» **Text provided**:
Furlough days will be imposed on faculty and staff for the second time in nearly a year without state appropriations or stopgap funding. The difference this time around is that student workers could be affected by either furlough days or termination.
The number of days that will need to be taken per employee has not been determined and the number of days an employee is furloughed also depends on the amount of salary to be cut.
“We are in negotiations with all of the university’s bargaining units, so we do not have an answer yet,” said Director of Public Relations Mike Hines in an email. “(The amount of salary) would depend on the outcome of the negotiations with the bargaining units.”
The gubernatorial election of 2014 left the Illinois budget at a standstill with Democrats of Springfield at odds with Republican Gov. Bruce Rauner.
Questions were directed to a panel composed of the university’s leadership on Feb. 7 in the manner of a town hall meeting with the NEIU community.
“It’s been 19 months,” said Interim President Richard Helldobler about the lack of budget. “Our budget seems to be tied up in a major difference of philosophy and neither side showing any signs of backing down.”
Dean of Students Matt Specht asked the panel how the program would affect student employees.
“It was brought to our attention that in the negotiations for Civil Service employees that (Illinois State Universities Civil Service) negotiated a clause into the new statute rule,” Helldobler said.
According to Section 250.119 under SUCSS’ Statutes and Rules states, “An employee on a temporary or extra help appointment shall be terminated prior to implementation of the furlough program, unless the appointment is required based on health and welfare or public safety, or a designated grant or other funding source.”
This new clause does not include students working on federal work study, federal financial aid benefits, or those earning academic credit for courses through their work. This clause will, however, affect students earning their pay through funds from the state of Illinois.
“Northeastern is not implementing a layoff,” Hines said. The university is considering how it will implement the (furlough) program while complying the SUCSS statute and has yet to determine how many students will be affected by the program.”
Helldobler said Melissa Reardon Henry, Vice President of Legal Affairs, would look into the consequences to the school if NEIU did not follow through with the termination of state-paid student workers.
As to the attention of the Illinois budget stalemate from the federal government, Helldobler said, “No one seems to be paying attention.”

» **Work instructions**:
1. From the article on furlough days, extract everything from "The gubernatorial election" down to "the NEIU community.".
2. Continue the article on furlough days at the university from the point where it ends.
The entries below the furlough article aren't needed for anything here.

» **Data provided**:
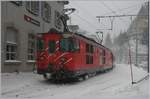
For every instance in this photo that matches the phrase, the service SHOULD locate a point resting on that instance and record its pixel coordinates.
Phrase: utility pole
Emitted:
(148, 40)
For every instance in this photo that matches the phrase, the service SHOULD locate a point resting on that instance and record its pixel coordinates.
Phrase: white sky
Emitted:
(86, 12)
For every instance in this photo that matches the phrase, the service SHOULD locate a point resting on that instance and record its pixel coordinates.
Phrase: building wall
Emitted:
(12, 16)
* * *
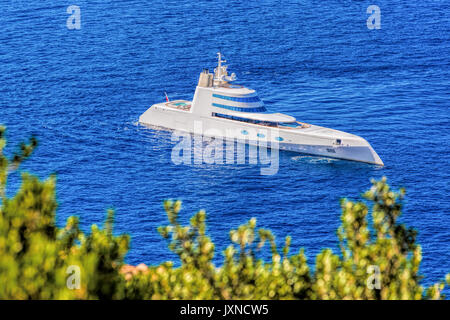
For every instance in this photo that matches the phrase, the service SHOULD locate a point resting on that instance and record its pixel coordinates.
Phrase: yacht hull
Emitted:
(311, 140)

» **Responses per task**:
1.
The gubernatorial election of 2014 left the Illinois budget at a standstill with Democrats of Springfield at odds with Republican Gov. Bruce Rauner.
Questions were directed to a panel composed of the university’s leadership on Feb. 7 in the manner of a town hall meeting with the NEIU community.

2.
Dr. Suleyma Perez, NEIU’s executive director of government relations, said that university leadership does not know whether the newly appointed Secretary of Education, Betsy DeVos, will make the crisis a priority or if there is even a plan to fix the situation.
“Because there’s no indicators out there that this is going to be solved, the responsible thing to do is to begin to plan for this cost-savings and salary savings,” Helldobler said. “There doesn’t seem to be any pressure from either the feds or the state, that this going to get solved.”
Monetary Award Program grants have also been a cause of concern for the university. Without a budget from the state for almost two years, MAP grants have been fronted by the university out of NEIU’s reserves funds.
“Right now we know that we’re about $8 million in the red,” Helldobler said. “We have next to no cash reserves now.”
He said that the goal of the cost-savings program is not to replenish the university’s cash reserves but to stay afloat until tuition dollars are received for the fall 2017 semester.
“We are more and more, whether we like it or not, becoming reliant on tuition,” Helldobler said. “And so making a decision that would negatively impact enrollment, we didn’t feel was in the better short-term or long-term interests of the university.”
To that effect, Helldobler began a series of discussions called the “Forward 150.”
A recent discussion was held Feb. 10 regarding matters of the school’s money and finding ways to generate alternative revenue so that the university does not depend on money from the state.
“When we did the first brainstorming session in Alumni Hall, that was a really open-ended brainstorming session that asked basically a question about ‘How do we want to plan for the future?’” said Michael Pierick, NEIU Vice President of Finance and Administration.
Meetings between university leadership and the unions that represent affected employees are ongoing.
Updated Feb. 21 at 11:11 a.m.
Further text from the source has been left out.